Required action.
Which lines of the data hold the word "bush"? Copy all of them.

########

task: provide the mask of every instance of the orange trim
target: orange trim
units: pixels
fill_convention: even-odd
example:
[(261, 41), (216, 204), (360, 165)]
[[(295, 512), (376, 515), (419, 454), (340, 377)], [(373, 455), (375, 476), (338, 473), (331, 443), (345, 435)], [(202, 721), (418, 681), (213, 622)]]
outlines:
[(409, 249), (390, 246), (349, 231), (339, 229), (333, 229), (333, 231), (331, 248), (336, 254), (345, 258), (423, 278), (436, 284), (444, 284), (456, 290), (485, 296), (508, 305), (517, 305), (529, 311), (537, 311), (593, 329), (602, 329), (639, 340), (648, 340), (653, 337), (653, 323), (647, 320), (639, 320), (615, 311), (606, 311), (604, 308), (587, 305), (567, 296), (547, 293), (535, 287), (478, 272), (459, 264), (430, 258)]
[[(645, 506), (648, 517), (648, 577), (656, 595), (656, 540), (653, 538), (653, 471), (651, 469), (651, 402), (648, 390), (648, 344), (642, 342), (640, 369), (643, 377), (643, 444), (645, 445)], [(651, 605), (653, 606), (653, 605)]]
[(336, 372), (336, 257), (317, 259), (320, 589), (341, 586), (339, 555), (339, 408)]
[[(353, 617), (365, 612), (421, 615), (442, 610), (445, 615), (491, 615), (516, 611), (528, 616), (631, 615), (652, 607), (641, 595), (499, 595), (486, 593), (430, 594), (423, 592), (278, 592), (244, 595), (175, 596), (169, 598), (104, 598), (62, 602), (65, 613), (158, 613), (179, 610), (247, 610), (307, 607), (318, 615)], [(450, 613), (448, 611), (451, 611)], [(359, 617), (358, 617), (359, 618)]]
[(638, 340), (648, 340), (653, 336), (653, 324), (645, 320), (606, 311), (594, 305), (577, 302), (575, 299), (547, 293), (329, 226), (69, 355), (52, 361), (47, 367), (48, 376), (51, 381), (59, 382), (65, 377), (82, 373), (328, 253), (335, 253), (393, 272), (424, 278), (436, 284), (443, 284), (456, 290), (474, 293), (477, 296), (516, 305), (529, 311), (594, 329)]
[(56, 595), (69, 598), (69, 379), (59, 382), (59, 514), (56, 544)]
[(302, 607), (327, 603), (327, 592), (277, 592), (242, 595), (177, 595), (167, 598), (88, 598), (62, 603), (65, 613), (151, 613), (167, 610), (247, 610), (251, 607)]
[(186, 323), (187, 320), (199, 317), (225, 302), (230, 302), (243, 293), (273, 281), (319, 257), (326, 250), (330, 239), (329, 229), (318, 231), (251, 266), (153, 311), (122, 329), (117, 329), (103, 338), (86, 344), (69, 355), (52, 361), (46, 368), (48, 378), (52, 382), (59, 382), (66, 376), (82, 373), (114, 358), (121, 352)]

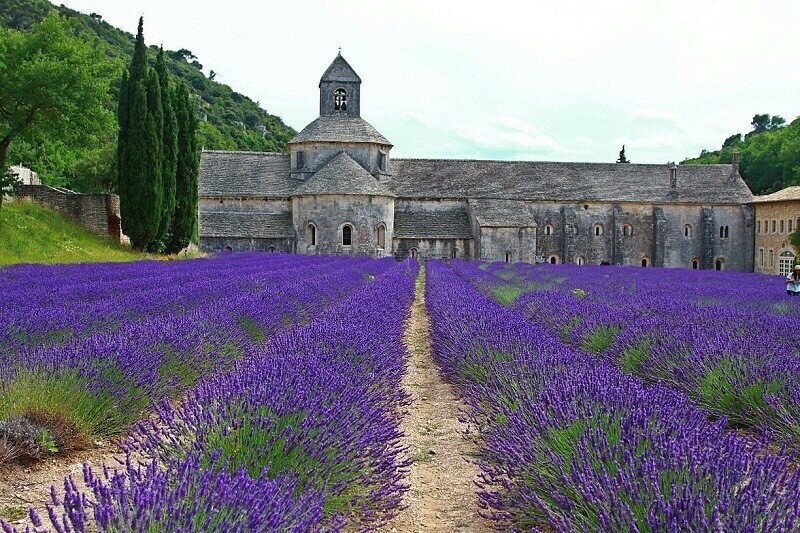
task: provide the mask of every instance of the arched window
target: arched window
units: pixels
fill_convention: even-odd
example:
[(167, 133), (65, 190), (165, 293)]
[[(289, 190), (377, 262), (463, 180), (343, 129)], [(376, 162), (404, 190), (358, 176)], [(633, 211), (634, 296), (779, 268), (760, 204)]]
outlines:
[(450, 257), (452, 257), (453, 259), (458, 257), (458, 248), (453, 248), (453, 251), (450, 253)]
[(303, 152), (302, 150), (298, 150), (297, 154), (295, 155), (295, 158), (296, 158), (295, 162), (297, 163), (297, 169), (298, 170), (300, 170), (301, 168), (306, 166), (306, 154), (305, 154), (305, 152)]
[(698, 268), (700, 268), (700, 259), (695, 257), (692, 259), (692, 270), (697, 270)]
[(785, 230), (786, 230), (786, 221), (781, 220), (781, 233), (783, 233)]
[(789, 219), (789, 233), (794, 231), (794, 220)]
[(773, 219), (773, 221), (772, 221), (772, 233), (777, 233), (777, 231), (778, 231), (778, 221)]
[(416, 259), (417, 258), (417, 249), (416, 248), (410, 249), (408, 251), (408, 253), (411, 255), (411, 259)]
[(716, 261), (714, 261), (714, 269), (716, 270), (725, 270), (725, 259), (720, 257)]
[(730, 237), (730, 233), (728, 232), (728, 226), (725, 226), (725, 238), (727, 239)]
[(347, 111), (347, 92), (344, 89), (336, 89), (333, 93), (333, 109), (336, 111)]
[(764, 249), (763, 248), (759, 248), (758, 249), (758, 264), (761, 265), (762, 267), (764, 266)]
[(353, 244), (353, 226), (345, 224), (342, 226), (342, 246)]
[(758, 232), (761, 233), (761, 221), (758, 221)]
[(275, 253), (275, 247), (274, 246), (270, 246), (269, 247), (269, 253), (271, 253), (271, 254)]
[(506, 252), (506, 263), (511, 262), (511, 252)]
[(692, 225), (691, 224), (686, 224), (683, 227), (683, 236), (686, 237), (687, 239), (691, 239), (692, 238)]
[(623, 224), (622, 235), (625, 237), (633, 236), (633, 226), (631, 226), (630, 224)]
[(575, 264), (576, 265), (585, 265), (586, 264), (586, 259), (584, 259), (582, 255), (579, 255), (578, 257), (575, 258)]
[(725, 237), (725, 226), (720, 226), (719, 227), (719, 238), (722, 239), (723, 237)]
[(594, 226), (594, 235), (595, 237), (599, 237), (603, 234), (603, 225), (602, 224), (595, 224)]
[(642, 266), (643, 267), (650, 266), (650, 260), (647, 259), (646, 257), (642, 257)]
[(378, 224), (378, 248), (386, 248), (386, 226)]
[(226, 252), (232, 252), (232, 251), (233, 251), (233, 248), (231, 248), (230, 246), (226, 246), (226, 247), (225, 247), (225, 251), (226, 251)]
[(557, 264), (558, 264), (558, 256), (556, 256), (556, 255), (551, 255), (551, 256), (550, 256), (550, 264), (551, 264), (551, 265), (557, 265)]
[(313, 222), (309, 222), (306, 226), (306, 242), (308, 246), (317, 245), (317, 227)]
[(769, 267), (775, 268), (775, 250), (772, 249), (769, 251)]
[(781, 252), (781, 256), (778, 260), (778, 269), (779, 273), (782, 276), (788, 276), (794, 270), (794, 254), (789, 250), (784, 250)]
[(550, 224), (546, 225), (544, 227), (544, 234), (545, 235), (552, 235), (553, 234), (553, 226), (551, 226)]

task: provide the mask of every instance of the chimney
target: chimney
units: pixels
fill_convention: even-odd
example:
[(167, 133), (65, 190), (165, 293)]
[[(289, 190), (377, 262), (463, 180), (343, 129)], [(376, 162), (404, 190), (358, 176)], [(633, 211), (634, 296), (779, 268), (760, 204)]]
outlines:
[(675, 190), (678, 187), (678, 165), (672, 163), (669, 167), (669, 188)]
[(731, 154), (731, 174), (736, 176), (739, 173), (739, 150), (734, 150)]

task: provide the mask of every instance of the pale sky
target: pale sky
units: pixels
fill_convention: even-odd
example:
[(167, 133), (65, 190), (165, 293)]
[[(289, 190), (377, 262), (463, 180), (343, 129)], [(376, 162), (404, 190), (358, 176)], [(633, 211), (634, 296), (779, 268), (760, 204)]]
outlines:
[(800, 115), (797, 1), (61, 1), (144, 15), (298, 131), (341, 46), (392, 157), (665, 163)]

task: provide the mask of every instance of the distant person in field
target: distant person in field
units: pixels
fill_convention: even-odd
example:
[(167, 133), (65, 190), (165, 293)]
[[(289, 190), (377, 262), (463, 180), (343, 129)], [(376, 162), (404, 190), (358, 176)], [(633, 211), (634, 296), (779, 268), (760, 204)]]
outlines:
[(800, 265), (795, 265), (794, 272), (786, 276), (786, 294), (800, 294)]

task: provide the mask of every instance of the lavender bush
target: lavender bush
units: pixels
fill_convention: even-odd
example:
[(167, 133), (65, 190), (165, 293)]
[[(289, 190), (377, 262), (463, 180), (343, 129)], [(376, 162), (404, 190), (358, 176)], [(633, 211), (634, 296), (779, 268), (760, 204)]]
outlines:
[(584, 353), (800, 450), (800, 302), (739, 272), (501, 263), (455, 269)]
[(182, 402), (161, 402), (123, 443), (129, 457), (151, 462), (86, 467), (89, 493), (67, 480), (51, 523), (307, 531), (390, 518), (406, 488), (397, 413), (407, 401), (402, 335), (417, 274), (416, 263), (391, 264), (307, 325), (247, 347)]
[(495, 519), (518, 530), (798, 527), (800, 472), (788, 457), (709, 421), (686, 395), (565, 345), (562, 332), (468, 281), (496, 285), (496, 273), (428, 268), (435, 355), (471, 406), (480, 498)]

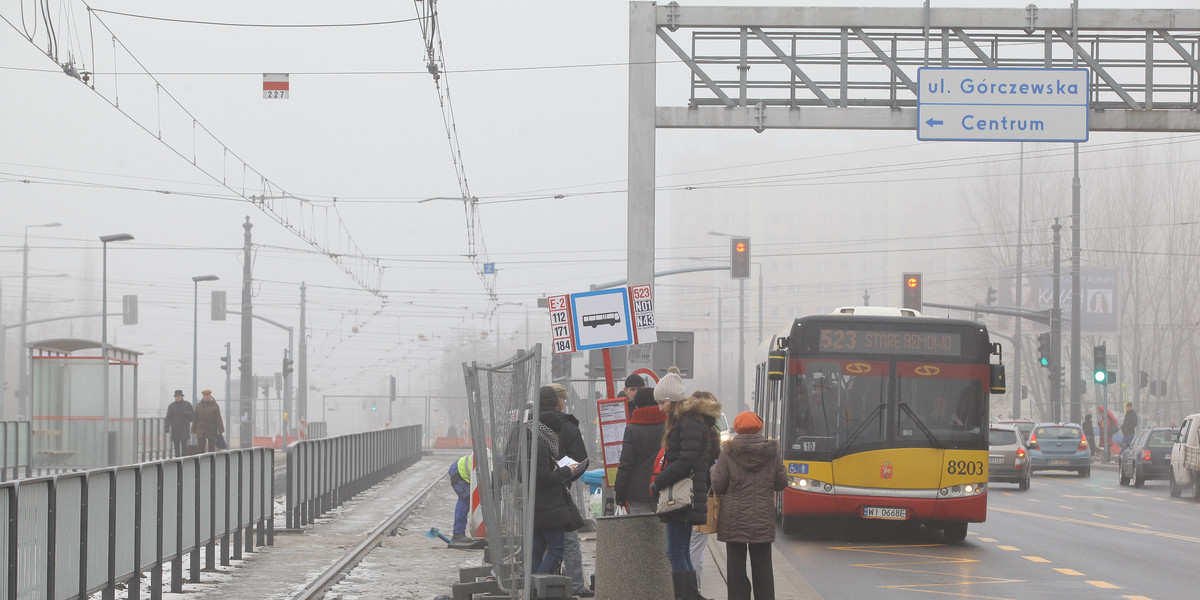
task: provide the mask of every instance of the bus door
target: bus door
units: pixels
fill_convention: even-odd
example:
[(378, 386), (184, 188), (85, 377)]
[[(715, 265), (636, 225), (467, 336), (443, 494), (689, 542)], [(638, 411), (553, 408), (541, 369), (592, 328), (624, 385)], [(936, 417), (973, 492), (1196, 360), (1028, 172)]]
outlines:
[(829, 460), (886, 440), (889, 363), (799, 359), (792, 366), (784, 418), (793, 456)]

########

Answer to this task.
task: provide the mask of every instance of the lavender bush
target: lavender bush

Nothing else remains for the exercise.